Which of the lines below contain the string "goggles", matching case exactly? List each such line in full.

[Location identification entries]
◇ ◇ ◇ ◇ ◇

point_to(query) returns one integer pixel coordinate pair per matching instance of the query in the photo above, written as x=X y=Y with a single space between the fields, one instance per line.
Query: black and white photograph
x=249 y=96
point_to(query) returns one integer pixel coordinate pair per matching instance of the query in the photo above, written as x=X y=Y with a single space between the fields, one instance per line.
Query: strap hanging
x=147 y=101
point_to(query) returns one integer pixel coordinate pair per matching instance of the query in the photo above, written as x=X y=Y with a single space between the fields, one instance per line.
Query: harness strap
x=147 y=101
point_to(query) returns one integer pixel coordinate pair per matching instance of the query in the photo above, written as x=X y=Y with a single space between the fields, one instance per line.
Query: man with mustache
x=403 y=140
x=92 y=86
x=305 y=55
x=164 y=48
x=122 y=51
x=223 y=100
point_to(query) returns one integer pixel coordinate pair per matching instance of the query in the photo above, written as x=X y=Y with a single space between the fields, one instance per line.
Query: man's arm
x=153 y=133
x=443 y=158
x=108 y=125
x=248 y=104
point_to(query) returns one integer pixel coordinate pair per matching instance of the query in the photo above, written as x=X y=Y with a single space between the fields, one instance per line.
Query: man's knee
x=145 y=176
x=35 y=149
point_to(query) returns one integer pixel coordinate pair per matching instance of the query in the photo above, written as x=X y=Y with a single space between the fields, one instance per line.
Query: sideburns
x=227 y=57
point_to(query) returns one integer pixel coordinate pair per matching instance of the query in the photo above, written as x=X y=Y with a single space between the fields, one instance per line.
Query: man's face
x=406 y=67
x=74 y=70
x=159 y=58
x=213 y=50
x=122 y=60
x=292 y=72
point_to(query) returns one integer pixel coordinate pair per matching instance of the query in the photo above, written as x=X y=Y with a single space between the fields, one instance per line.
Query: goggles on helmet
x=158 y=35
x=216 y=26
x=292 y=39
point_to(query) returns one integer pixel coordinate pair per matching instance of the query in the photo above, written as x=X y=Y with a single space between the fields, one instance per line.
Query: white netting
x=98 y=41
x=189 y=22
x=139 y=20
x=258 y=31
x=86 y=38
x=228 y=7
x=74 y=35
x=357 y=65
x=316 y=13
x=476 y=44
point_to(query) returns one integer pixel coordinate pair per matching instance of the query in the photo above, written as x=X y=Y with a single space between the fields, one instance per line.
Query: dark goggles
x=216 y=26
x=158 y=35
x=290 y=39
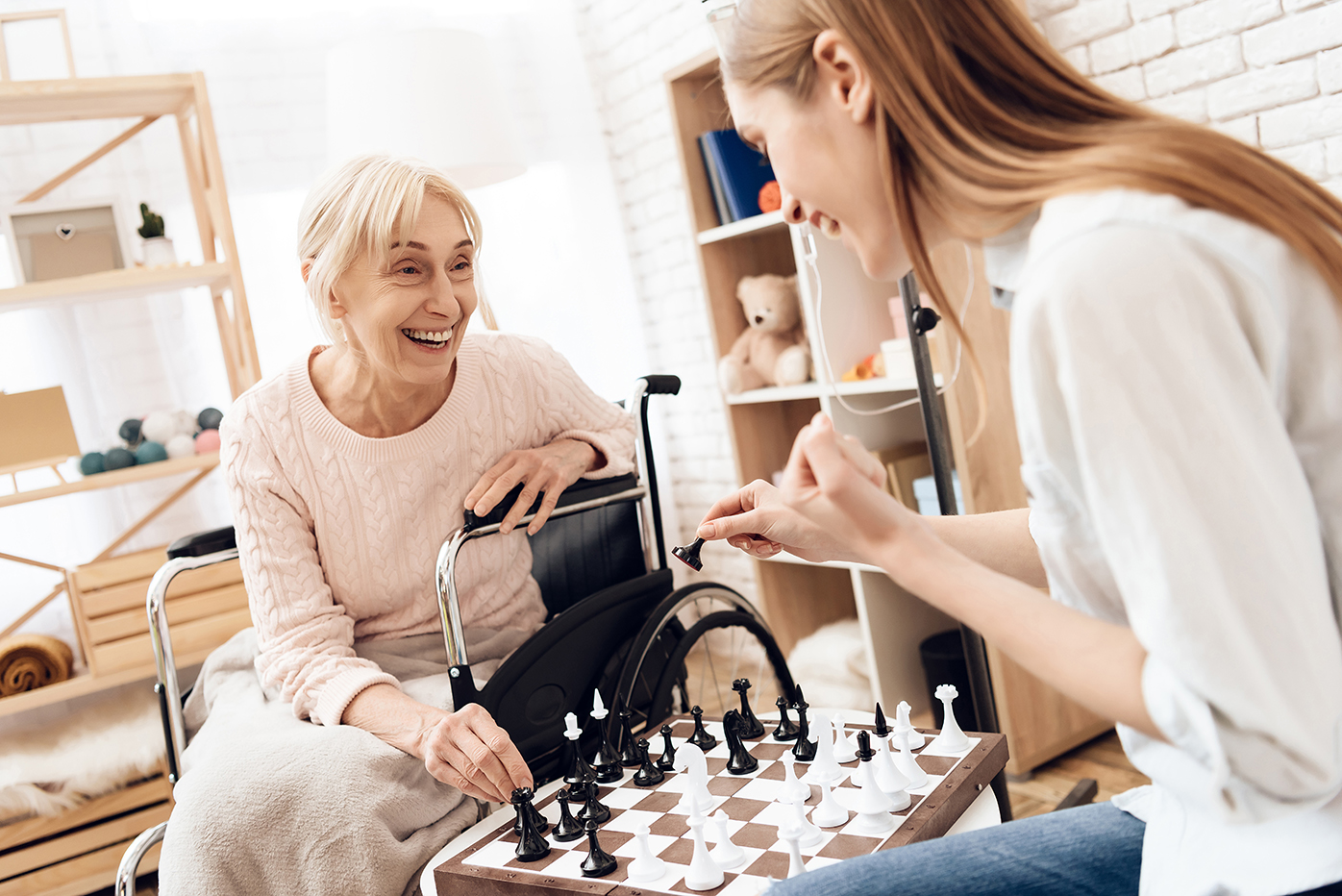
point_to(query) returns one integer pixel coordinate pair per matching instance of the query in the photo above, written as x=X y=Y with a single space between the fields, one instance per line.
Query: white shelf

◇ ◇ ◇ ◇ ◇

§ **The reply**:
Query: goggles on helmet
Query: dark goggles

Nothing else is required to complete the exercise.